*** Opening of STUDY MATERIAL ***

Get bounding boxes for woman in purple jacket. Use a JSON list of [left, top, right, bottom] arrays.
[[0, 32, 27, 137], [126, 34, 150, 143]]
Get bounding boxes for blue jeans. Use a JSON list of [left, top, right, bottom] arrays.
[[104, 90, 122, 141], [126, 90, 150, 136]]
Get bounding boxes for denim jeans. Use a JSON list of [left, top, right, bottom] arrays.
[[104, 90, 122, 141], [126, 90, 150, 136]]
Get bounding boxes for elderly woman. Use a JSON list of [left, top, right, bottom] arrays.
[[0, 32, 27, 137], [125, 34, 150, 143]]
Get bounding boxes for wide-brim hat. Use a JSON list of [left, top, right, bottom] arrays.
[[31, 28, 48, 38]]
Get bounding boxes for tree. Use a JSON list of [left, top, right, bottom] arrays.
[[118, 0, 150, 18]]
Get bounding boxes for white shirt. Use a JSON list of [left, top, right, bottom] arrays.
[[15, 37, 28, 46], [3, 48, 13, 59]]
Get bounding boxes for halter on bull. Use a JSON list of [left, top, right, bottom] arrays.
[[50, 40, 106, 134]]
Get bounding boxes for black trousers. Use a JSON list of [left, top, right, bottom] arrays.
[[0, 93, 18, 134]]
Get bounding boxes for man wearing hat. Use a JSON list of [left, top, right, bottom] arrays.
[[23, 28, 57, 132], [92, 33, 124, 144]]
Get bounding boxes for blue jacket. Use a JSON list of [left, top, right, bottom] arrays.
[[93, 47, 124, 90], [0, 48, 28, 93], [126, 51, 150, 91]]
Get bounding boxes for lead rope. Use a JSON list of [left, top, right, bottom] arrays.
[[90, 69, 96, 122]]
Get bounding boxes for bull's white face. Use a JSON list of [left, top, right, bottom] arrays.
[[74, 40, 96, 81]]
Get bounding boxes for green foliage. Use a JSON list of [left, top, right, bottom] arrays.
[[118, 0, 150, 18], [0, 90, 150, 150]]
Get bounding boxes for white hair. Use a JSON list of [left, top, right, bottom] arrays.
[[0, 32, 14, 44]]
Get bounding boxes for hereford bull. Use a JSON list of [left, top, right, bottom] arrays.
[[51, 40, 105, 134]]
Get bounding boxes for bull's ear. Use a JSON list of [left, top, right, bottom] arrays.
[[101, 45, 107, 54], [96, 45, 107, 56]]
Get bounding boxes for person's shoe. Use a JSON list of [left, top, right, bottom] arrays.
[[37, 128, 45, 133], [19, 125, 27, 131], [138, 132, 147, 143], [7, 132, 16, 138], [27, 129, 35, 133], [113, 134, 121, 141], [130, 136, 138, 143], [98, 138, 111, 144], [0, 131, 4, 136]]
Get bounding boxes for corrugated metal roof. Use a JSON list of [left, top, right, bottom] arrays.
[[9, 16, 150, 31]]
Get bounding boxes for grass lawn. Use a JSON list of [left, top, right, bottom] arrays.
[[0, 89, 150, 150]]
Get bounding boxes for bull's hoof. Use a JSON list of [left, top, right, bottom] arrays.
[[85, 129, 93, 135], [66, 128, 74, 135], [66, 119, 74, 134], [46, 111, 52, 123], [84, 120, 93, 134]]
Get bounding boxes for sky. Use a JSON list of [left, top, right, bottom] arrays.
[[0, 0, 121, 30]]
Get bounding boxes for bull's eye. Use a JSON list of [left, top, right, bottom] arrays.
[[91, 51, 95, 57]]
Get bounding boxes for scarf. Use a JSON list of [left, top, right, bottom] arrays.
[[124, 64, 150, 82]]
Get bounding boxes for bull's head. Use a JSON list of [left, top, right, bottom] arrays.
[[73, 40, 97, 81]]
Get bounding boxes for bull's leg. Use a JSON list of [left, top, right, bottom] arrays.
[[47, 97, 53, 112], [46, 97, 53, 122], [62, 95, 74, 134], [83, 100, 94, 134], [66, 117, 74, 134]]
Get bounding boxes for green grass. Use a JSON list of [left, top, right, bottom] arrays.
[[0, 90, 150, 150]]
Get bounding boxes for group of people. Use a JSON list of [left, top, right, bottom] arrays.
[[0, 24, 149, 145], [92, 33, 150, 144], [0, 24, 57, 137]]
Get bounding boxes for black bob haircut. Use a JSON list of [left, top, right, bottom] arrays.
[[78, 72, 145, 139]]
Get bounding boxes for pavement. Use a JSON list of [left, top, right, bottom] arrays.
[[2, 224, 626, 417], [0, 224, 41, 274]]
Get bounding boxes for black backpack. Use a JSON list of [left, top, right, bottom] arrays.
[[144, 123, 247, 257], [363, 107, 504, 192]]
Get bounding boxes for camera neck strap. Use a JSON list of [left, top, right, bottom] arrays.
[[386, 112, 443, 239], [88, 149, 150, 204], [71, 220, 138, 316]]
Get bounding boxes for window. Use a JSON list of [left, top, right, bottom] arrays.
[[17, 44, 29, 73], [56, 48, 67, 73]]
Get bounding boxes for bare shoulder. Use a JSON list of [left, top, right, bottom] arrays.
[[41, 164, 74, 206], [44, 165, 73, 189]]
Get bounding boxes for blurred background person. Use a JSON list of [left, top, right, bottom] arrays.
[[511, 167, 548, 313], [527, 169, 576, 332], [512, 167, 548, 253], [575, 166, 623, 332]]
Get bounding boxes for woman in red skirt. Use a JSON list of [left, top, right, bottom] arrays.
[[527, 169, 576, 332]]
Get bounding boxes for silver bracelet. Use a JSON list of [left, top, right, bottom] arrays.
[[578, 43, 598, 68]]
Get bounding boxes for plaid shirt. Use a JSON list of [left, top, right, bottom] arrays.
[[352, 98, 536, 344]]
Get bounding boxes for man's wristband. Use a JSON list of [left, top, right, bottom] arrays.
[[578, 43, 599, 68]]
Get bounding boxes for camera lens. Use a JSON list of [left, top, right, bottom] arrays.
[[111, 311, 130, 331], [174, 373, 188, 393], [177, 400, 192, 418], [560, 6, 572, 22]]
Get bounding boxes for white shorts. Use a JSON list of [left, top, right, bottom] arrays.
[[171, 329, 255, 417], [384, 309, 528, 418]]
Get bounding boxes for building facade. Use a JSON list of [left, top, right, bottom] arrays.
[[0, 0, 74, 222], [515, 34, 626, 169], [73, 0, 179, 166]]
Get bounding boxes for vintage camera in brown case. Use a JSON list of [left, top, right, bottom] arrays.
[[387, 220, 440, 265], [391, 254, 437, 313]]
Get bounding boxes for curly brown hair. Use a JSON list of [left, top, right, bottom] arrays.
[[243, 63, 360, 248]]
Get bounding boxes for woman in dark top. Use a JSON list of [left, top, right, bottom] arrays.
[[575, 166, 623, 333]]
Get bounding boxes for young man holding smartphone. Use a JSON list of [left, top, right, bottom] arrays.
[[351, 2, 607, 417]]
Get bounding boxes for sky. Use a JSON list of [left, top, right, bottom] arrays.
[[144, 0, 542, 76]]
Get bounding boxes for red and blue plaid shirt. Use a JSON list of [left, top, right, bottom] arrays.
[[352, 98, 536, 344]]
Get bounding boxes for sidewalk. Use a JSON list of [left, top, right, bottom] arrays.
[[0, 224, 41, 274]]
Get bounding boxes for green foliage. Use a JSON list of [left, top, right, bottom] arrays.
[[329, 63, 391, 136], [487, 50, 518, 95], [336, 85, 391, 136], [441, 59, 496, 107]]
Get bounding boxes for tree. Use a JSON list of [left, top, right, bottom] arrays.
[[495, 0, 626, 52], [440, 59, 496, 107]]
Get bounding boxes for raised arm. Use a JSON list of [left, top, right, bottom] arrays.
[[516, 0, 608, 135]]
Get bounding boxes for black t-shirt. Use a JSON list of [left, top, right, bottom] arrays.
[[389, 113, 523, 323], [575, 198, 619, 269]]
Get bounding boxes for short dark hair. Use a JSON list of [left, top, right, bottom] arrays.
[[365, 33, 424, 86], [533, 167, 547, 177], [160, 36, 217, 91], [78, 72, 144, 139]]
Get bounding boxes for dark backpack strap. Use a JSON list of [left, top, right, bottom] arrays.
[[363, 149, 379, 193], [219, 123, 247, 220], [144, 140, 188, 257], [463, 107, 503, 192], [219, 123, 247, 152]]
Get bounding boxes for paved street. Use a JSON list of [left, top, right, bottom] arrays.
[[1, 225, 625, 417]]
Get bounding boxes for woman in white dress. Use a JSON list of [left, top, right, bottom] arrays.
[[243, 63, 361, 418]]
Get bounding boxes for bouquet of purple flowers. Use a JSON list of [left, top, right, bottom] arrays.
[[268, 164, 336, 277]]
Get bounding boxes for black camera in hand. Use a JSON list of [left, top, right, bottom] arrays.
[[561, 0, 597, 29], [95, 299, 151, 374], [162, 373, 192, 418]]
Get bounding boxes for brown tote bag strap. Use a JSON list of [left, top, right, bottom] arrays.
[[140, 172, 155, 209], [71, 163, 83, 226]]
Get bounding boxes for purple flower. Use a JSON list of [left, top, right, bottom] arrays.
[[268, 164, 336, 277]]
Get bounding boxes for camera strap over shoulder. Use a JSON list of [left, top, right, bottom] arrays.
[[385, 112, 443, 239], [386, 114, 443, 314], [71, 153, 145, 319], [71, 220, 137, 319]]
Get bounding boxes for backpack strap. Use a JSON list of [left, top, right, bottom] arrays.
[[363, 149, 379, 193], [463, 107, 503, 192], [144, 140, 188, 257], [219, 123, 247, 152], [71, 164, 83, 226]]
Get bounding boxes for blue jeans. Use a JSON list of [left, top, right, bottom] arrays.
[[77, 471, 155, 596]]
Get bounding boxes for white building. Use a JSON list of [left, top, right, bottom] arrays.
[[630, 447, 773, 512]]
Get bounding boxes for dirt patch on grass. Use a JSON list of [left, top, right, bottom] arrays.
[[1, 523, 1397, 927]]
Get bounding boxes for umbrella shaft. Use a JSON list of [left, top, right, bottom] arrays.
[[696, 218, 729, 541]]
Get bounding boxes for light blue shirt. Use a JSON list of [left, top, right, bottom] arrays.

*** Close of STUDY MATERIAL ***

Print exactly the lines between the line with "Get bounding boxes for umbrella" and the final line of the records above, both included.

Get bounding boxes for umbrella shaft. Use a JSON list of [left, top, right, bottom] arrays.
[[696, 218, 729, 541]]
Get bounding boxes for light blue shirt. Use a JSON list of [left, top, right, bottom] arrays.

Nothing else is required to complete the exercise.